* **Set exercise**
Please answer from the text on W. Patrick Murphy: on what date was he nominated to be U.S. ambassador to the Kingdom of Cambodia?

Begin Document segment

W. Patrick Murphy (born 1963) is a career U.S. diplomat.  A Senior Foreign Service Officer, he served as the Principal Deputy Assistant Secretary of State for the Bureau of East Asian and Pacific Affairs from 2018 to 2019, fulfilling the duties of Acting Assistant Secretary, and Deputy Assistant Secretary of State for Southeast Asia and Multilateral Affairs, 2016–2018. He previously served as Chargé d'affaires and Deputy Chief of Mission in the Kingdoms of Thailand and Lesotho. He was nominated on January 16, 2019 to be Ambassador Extraordinary and Plenipotentiary of the United States of America to the Kingdom of Cambodia.

Early life and education
Murphy was raised and educated in Vermont, graduating from Brattleboro Union High School (BUHS). In 1985, he obtained a B.A. from the University of Vermont in Political Science and Canadian Studies.

End Document segment
Begin Given data

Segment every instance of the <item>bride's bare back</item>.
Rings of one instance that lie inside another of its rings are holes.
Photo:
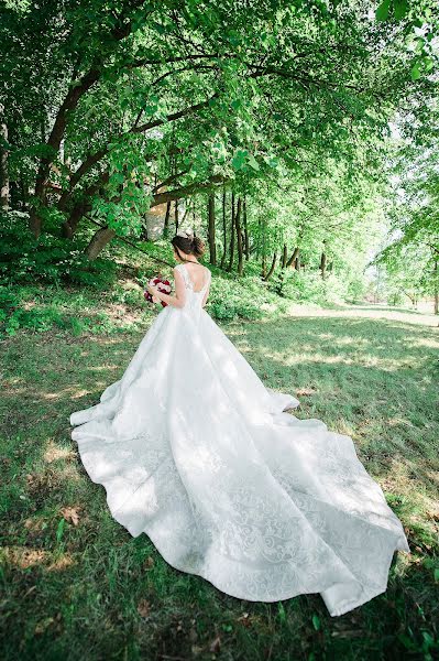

End Given data

* **Task response**
January 16, 2019